══ Gösterilen veri ══

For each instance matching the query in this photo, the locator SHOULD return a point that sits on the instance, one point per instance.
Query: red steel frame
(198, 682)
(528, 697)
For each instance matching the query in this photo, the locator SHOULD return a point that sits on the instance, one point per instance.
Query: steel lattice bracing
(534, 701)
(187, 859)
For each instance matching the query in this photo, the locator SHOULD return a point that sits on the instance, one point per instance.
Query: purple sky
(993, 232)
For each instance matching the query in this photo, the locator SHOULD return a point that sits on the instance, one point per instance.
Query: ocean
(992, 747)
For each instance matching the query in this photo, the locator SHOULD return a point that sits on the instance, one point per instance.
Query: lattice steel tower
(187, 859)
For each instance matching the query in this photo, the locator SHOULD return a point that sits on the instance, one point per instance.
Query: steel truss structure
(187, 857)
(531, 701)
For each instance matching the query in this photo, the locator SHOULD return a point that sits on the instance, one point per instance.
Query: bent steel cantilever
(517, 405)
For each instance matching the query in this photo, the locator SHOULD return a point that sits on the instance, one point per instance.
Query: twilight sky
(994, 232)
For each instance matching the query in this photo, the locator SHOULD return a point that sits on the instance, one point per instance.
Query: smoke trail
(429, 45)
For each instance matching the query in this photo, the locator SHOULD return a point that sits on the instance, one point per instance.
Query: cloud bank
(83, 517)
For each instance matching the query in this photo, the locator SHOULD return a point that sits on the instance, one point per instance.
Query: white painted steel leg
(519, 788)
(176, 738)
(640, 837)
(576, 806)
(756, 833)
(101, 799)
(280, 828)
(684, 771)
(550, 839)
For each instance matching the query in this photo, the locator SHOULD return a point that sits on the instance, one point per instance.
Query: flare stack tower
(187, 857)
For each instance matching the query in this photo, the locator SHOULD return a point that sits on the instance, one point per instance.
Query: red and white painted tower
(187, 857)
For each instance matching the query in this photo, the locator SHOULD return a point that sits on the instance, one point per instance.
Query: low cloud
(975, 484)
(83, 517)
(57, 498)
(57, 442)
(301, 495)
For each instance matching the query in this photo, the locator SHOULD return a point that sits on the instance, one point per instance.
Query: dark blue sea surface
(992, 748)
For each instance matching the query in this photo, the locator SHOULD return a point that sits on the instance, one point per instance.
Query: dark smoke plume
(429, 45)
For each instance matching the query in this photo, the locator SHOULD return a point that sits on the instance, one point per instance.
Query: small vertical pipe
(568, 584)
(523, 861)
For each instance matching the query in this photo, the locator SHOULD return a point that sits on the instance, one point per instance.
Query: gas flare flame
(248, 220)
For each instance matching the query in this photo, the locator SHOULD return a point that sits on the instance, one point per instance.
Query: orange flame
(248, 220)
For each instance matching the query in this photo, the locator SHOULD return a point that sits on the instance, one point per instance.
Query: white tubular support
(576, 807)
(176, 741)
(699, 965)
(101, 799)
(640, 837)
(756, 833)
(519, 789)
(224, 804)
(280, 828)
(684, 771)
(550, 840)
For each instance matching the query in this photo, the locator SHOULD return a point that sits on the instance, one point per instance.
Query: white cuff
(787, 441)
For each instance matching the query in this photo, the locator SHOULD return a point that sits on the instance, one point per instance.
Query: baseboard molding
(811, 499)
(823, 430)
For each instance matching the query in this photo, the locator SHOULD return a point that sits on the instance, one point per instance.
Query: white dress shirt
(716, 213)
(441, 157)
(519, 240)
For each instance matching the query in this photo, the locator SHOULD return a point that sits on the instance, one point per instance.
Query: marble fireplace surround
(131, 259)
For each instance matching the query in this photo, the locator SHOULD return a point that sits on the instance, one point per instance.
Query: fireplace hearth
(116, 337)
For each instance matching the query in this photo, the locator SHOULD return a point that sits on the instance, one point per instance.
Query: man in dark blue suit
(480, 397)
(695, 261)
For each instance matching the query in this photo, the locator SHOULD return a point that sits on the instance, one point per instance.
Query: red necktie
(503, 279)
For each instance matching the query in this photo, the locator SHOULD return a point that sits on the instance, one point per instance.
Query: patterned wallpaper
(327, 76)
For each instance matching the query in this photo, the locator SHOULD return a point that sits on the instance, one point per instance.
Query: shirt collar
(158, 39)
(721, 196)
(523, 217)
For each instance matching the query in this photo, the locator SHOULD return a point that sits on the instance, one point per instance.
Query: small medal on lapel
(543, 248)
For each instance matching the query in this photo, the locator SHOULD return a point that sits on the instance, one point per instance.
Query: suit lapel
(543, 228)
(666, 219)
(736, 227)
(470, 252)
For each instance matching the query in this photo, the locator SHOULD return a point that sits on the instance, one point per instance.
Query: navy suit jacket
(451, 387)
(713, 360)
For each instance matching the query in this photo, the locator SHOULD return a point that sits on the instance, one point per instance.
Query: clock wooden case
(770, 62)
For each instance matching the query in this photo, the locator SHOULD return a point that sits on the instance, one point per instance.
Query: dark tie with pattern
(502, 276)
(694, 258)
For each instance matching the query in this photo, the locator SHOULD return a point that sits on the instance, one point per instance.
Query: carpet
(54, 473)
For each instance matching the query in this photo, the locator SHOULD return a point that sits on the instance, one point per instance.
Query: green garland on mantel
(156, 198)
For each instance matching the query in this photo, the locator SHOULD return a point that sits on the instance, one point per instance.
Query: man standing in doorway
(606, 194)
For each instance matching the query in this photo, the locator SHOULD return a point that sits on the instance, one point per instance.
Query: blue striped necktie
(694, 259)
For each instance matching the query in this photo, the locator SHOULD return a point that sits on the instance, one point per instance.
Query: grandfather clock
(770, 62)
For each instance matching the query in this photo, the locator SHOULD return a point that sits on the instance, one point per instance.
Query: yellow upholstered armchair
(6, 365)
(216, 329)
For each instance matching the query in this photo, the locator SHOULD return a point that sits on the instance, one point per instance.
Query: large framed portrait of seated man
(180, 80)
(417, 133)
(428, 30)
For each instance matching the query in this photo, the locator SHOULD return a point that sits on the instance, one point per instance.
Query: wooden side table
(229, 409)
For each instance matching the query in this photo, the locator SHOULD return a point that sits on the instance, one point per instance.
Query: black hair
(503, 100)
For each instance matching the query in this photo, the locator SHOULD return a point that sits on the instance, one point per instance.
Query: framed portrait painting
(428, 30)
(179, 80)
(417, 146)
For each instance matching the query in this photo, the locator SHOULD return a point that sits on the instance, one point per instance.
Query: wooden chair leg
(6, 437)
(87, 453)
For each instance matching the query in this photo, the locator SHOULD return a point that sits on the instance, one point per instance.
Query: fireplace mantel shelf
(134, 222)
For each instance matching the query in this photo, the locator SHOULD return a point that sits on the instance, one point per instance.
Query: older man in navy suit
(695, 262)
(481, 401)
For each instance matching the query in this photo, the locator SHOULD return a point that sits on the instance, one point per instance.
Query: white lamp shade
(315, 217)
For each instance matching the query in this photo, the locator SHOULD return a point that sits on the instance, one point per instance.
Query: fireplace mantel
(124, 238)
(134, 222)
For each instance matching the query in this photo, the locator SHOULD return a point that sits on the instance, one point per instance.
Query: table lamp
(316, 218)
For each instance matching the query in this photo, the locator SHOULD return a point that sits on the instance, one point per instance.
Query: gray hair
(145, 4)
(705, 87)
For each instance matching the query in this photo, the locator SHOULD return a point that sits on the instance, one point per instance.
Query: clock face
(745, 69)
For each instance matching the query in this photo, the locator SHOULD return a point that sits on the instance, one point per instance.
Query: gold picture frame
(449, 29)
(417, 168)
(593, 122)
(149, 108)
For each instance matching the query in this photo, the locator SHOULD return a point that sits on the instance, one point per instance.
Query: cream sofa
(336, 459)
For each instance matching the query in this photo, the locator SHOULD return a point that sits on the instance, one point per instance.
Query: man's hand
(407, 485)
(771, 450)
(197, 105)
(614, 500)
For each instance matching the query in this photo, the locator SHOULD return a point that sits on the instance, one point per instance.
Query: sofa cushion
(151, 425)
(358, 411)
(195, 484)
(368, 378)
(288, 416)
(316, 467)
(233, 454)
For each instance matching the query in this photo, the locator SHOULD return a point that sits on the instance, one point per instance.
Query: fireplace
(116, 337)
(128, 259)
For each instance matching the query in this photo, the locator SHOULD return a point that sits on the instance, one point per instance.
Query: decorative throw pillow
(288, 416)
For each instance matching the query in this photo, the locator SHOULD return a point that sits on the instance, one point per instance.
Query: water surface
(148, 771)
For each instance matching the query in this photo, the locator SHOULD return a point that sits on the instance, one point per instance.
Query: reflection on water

═══

§ Yönerge
Yukarıdaki listede "water" kelimesini içeren bütün satırları lütfen ayıkla.

§ Görev çıktısı
Query: water surface
Query: reflection on water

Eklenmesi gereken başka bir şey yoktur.